┌──
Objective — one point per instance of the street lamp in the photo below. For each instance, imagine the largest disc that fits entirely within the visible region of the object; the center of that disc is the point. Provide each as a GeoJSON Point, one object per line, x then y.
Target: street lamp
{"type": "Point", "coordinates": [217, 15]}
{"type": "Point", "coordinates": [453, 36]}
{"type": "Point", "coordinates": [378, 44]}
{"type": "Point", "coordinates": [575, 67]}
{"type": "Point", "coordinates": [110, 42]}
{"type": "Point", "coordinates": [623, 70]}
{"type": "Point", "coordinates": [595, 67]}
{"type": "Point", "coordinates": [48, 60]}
└──
Each line of the data above needs to be returned exactly.

Objective — one point per instance of the street lamp in the photo below. For each instance, imagine the largest disc that fits entirely within the visible region of the object; the center of that disc is the point. Provide each as a GeoJSON Point, one object per line, x then y.
Target: street lamp
{"type": "Point", "coordinates": [217, 15]}
{"type": "Point", "coordinates": [453, 36]}
{"type": "Point", "coordinates": [378, 44]}
{"type": "Point", "coordinates": [575, 67]}
{"type": "Point", "coordinates": [110, 42]}
{"type": "Point", "coordinates": [623, 70]}
{"type": "Point", "coordinates": [595, 67]}
{"type": "Point", "coordinates": [48, 60]}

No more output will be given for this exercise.